WORK INSTRUCTIONS -
Copy every line of the records below where the word "marking" occurs.

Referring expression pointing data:
▬▬▬▬▬▬

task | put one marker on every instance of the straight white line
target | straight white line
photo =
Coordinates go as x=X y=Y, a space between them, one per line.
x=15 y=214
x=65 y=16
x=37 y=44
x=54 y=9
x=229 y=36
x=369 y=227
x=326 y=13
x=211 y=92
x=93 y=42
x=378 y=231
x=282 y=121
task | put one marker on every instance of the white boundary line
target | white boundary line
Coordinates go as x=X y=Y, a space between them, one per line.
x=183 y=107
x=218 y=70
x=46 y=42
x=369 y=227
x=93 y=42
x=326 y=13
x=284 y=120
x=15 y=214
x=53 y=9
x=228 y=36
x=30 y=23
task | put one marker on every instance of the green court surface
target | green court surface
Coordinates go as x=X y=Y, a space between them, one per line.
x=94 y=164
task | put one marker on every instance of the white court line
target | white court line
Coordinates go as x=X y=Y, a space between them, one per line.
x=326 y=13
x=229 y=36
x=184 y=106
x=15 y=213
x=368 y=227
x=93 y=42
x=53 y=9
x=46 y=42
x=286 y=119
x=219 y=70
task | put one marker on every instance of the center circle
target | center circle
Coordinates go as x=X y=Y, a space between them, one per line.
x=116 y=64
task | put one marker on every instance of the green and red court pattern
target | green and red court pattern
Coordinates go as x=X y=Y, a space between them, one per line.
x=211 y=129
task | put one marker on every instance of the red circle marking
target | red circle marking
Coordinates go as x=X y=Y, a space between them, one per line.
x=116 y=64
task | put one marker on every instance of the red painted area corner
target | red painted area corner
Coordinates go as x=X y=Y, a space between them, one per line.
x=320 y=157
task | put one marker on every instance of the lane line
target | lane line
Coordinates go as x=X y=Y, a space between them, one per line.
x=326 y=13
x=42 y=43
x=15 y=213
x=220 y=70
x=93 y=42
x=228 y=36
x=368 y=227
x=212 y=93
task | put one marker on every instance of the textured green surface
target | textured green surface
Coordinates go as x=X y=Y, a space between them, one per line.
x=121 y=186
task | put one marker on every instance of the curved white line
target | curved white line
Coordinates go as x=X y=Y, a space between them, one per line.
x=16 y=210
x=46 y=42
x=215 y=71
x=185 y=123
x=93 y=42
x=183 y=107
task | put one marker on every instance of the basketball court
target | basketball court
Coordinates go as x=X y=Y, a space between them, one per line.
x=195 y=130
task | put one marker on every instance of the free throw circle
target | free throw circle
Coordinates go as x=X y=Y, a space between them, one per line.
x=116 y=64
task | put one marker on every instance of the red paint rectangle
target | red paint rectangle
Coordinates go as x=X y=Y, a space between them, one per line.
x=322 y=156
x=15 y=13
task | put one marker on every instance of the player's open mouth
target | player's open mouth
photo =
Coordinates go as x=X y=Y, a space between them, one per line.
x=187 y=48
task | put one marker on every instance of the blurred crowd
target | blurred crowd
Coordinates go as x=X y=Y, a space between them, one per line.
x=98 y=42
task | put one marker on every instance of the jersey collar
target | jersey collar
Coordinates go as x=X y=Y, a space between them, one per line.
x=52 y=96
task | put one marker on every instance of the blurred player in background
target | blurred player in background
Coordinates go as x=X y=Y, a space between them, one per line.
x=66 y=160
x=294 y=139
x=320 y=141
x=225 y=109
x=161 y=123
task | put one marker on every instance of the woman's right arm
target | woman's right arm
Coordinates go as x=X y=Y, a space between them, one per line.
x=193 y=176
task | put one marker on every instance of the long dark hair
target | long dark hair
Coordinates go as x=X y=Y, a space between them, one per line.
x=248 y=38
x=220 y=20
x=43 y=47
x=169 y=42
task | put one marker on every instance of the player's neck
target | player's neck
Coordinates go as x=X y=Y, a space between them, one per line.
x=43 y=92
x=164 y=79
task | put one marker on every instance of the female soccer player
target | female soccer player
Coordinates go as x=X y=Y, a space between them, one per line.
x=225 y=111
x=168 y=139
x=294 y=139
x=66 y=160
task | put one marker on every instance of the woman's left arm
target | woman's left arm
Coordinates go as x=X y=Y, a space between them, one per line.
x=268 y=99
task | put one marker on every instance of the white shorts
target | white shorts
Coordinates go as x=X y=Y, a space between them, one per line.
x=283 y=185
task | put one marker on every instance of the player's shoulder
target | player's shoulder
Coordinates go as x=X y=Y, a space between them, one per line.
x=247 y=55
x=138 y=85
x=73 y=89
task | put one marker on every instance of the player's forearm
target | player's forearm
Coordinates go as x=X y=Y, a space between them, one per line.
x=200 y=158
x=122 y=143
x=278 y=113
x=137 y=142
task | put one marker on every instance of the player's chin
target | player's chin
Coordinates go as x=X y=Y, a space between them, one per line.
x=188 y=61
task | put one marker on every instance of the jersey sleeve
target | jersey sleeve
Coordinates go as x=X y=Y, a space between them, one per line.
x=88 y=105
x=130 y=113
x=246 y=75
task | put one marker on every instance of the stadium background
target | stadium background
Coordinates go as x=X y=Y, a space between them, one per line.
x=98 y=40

▬▬▬▬▬▬

SOLUTION TO THIS EXERCISE -
task | put one marker on every instance of the red circle marking
target | red circle marking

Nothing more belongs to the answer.